» **TASK DESCRIPTION**
Pick up the article on gender balance on the ECB's Executive Board where it ends and keep writing it.

═════ DOCUMENT SEGMENT ═════

A man’s world: Why gender parity on the ECB matters
The Eurogroup is about to miss the opportunity to make the ECB’s Board gender-equal for the first time in history.
There are still too few women in leadership positions, especially in economics and finance – including central banking. The euro area and the European Central Bank is no exception to the rule.
The recent appointments of Christine Lagarde as ECB President and Isabel Schnabel to the Board in 2019 brought the count of women on the board to an all-time high of two.
With the departure of Yves Mersch from the ECB’s Executive Board at the end of the year, an opportunity arose to bring about a perfectly gender-balanced board for the first time. However, this opportunity is about to be wasted, as two men (Frank Elderson and Bostjan Jazbek) are currently being proposed to become the next ECB board member.
The ECB’s Executive Board consists of the President, Vice President and four other board members elected for an eight-year, non-renewable term. The Board is responsible for the implementation of monetary policy, and sets the policy agenda for the Governing Council, which includes the governors of the 19 national central banks.
The ECB Executive Board is arguably the most powerful entity at the ECB. Apart from Christine Lagarde and Isabel Schnabel, only three women have served on the Board since its establishment in 1998. Until now, there has never been more than one female on the Executive Board.
Figure 1: Gender balance on the ECB Executive Board
Source: ECB website.
The selection of a woman would place the ECB at the forefront of progress and equality in the world of central banks, which remain a man’s world. The upcoming appointment to the six-seat Board is the last slot available until 2026, and the last of a round of vacancies that included Christine Lagarde’s appointment as the ECB’s first female president. Lagarde has made her ambition of improving the gender balance at the ECB known. She recently commented on the gender balance of the governing council, noting that “the 19 central banks in the euro area are exclusively run by men”.

═════ DATA SUPPLIED ═════

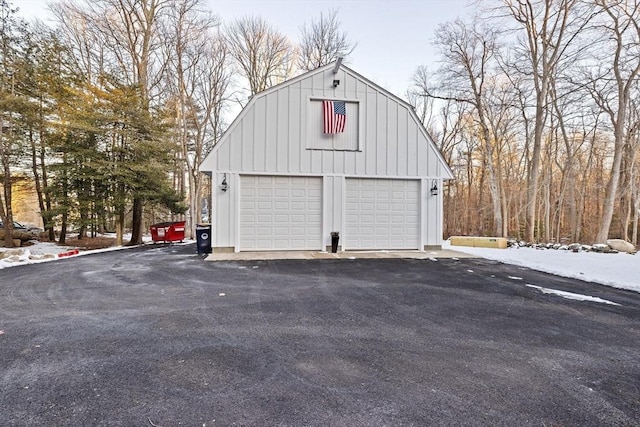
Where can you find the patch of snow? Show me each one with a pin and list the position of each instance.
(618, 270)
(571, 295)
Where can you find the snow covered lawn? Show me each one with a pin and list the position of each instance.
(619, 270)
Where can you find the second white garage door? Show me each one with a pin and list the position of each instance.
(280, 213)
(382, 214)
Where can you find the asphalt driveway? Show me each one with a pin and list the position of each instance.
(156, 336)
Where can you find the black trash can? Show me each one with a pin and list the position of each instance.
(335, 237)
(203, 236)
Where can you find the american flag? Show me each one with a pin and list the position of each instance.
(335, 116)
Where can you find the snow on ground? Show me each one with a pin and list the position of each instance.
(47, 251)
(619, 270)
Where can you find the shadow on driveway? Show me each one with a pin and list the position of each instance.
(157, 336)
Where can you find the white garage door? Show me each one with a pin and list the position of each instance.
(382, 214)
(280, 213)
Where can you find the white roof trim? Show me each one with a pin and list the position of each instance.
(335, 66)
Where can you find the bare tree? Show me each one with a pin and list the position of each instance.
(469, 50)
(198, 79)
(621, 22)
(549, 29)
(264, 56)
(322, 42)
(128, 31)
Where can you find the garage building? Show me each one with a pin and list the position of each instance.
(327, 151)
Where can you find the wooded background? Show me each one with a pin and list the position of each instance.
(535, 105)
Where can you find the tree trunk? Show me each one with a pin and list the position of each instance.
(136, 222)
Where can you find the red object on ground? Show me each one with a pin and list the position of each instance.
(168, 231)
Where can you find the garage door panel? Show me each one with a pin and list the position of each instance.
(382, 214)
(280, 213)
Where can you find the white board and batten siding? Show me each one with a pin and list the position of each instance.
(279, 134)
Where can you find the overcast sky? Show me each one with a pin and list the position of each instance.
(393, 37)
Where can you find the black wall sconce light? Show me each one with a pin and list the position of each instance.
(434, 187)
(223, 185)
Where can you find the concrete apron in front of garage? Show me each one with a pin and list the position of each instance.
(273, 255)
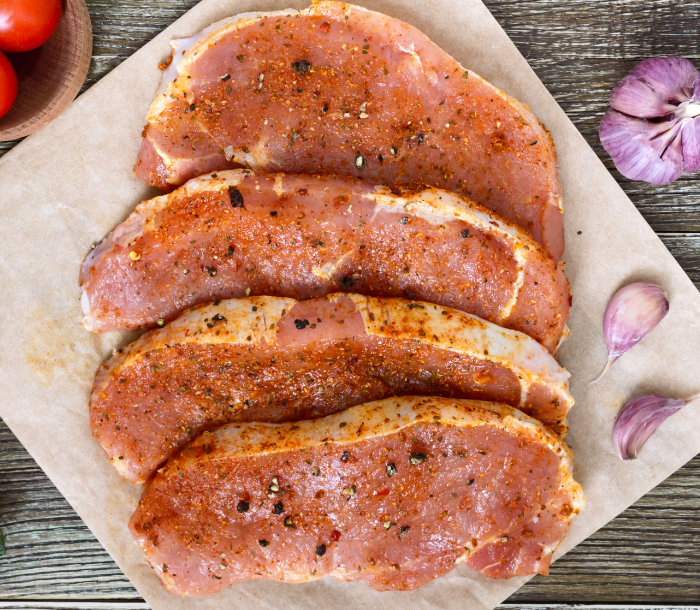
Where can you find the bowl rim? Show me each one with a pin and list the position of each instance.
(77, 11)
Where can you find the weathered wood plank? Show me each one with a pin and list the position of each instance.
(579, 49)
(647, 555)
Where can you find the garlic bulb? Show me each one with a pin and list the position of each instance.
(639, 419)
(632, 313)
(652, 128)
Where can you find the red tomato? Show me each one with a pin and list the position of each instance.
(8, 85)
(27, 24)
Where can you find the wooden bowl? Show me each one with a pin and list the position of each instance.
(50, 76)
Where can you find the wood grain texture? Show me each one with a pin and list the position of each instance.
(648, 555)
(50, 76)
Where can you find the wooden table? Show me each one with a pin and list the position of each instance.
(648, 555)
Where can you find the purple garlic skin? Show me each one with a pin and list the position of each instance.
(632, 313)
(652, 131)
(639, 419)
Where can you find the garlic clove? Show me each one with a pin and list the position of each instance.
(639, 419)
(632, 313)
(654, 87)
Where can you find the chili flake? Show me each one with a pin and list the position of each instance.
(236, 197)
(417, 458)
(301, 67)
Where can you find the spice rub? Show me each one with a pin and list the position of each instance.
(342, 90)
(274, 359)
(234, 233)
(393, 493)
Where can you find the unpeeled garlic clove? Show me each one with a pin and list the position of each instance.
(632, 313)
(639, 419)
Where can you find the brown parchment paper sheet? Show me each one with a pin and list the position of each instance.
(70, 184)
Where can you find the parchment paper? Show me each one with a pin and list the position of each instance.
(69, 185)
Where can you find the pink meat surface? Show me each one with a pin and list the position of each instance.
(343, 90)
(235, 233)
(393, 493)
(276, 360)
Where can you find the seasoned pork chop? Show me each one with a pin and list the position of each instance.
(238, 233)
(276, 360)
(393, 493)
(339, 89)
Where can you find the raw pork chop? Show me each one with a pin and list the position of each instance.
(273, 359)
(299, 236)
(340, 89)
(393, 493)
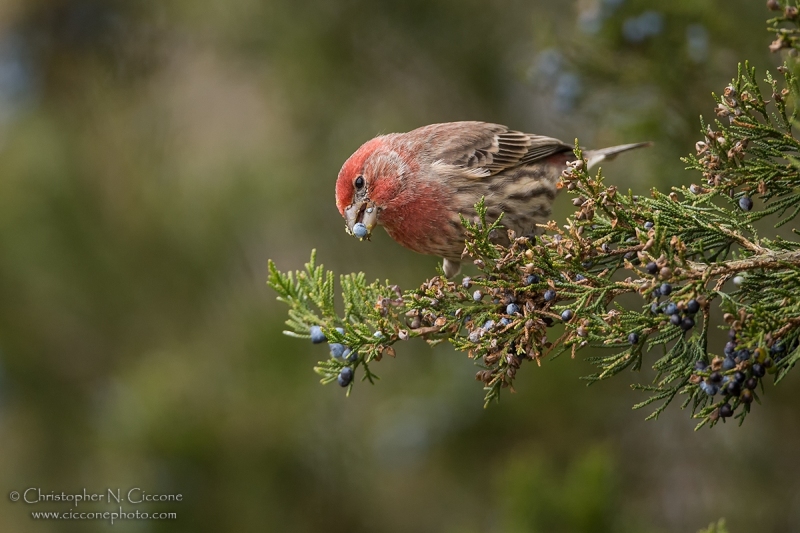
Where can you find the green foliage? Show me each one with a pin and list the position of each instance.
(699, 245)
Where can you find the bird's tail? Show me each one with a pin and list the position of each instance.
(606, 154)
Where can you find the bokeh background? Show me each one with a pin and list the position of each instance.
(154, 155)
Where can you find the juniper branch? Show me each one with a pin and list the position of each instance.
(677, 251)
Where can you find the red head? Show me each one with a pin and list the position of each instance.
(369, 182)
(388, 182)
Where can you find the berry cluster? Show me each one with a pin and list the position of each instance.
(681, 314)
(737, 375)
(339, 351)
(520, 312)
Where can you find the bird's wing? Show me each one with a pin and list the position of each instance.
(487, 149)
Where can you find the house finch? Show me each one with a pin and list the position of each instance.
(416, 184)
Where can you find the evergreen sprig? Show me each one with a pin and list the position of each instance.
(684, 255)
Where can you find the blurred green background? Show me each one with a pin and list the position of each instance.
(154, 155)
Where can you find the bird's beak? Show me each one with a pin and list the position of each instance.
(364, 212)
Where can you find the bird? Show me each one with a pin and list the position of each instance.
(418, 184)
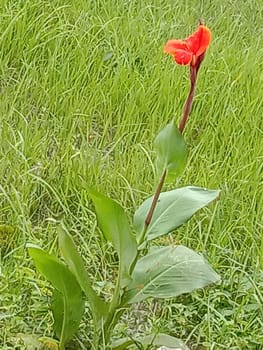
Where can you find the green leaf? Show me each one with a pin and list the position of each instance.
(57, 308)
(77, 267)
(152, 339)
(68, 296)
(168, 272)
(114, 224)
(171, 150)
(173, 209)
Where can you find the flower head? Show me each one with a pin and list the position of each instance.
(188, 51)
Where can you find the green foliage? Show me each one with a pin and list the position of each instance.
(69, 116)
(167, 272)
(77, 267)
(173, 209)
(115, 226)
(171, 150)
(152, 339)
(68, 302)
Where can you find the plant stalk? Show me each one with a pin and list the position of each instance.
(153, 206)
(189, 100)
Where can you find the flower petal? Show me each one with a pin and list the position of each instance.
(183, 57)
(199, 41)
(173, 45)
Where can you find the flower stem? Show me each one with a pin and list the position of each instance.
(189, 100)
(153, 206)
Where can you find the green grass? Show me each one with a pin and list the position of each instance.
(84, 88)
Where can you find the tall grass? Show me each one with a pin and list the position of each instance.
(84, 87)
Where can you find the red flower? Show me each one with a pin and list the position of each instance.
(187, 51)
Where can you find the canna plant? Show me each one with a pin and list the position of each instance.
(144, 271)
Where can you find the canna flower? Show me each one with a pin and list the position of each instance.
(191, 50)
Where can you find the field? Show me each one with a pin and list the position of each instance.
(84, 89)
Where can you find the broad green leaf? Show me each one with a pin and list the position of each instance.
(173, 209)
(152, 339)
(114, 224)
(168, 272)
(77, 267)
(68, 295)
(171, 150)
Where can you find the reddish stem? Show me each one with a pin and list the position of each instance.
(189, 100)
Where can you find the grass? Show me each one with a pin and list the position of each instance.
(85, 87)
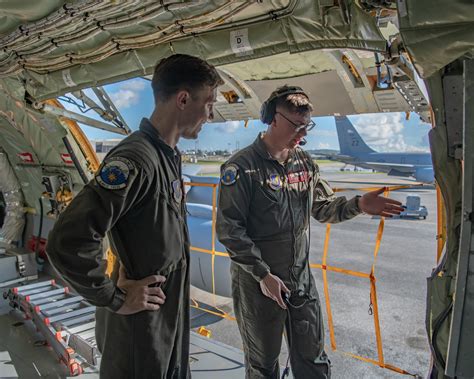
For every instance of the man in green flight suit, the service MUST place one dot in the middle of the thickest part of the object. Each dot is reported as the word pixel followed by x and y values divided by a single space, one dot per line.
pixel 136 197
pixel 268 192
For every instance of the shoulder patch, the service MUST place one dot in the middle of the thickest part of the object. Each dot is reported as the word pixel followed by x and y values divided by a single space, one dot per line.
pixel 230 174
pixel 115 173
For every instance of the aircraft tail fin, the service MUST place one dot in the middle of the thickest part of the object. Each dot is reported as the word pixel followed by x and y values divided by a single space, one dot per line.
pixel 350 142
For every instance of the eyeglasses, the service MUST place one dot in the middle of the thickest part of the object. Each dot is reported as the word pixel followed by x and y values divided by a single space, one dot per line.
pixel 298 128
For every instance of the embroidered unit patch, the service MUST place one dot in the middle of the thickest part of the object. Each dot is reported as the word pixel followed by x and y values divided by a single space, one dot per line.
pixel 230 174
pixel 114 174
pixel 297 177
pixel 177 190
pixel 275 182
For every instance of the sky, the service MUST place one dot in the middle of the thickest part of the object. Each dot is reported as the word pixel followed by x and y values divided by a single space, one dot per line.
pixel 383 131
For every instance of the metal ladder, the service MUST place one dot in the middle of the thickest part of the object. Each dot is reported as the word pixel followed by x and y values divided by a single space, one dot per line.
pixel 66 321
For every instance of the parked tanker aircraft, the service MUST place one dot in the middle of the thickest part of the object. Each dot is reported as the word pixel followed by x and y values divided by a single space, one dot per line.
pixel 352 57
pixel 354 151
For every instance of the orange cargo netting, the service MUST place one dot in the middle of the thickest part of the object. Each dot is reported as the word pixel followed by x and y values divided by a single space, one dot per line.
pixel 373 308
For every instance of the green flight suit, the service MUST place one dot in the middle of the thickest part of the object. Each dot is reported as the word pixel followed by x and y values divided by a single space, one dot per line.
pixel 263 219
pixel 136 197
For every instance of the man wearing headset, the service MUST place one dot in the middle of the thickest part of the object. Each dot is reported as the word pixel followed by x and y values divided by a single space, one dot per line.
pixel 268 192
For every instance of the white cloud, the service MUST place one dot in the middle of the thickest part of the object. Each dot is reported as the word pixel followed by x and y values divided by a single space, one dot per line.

═════

» **RESPONSE FOR THIS EXERCISE**
In fact, there has only been one female governor in the lifetime of the Governing Council, Chrystalla Georghadji who was governor of the Cyprus National Bank from 2014 to 2018.
Furthermore, women remain underrepresented on national central bank boards, which are significant monetary policy decision-making bodies in the euro area.
Figure 2: Gender balance on the Governing Council (left), and the national central banks (right)
Source: Central banks’ websites (including Banco de España, Banque de France, Latvijas Banka, De Nederlandsche Bank, Eesti Pank, Central Bank of Ireland, European Central Bank, Bundesbank, Suomen Pankki, Central Bank of Malta, Banco de Portugal, Bank of Slovenia, Banque Central de Luxembourg, Baca d’Italia, Bank of Lithuania, Swiss National Bank, National Bank of Greece, Central Bank of Cyprus, Bank of England, Oesterreichische Nationalbank, Národna Banka Slovenska, National Bank of Belgium.)
Why gender parity matters
As central banks increasingly operate in the public eye, balanced leadership is more important than ever. Yet women remain underrepresented in central banks at all levels, and particularly in senior positions. In fact, from 173 central banks worldwide, only 14 are headed by women.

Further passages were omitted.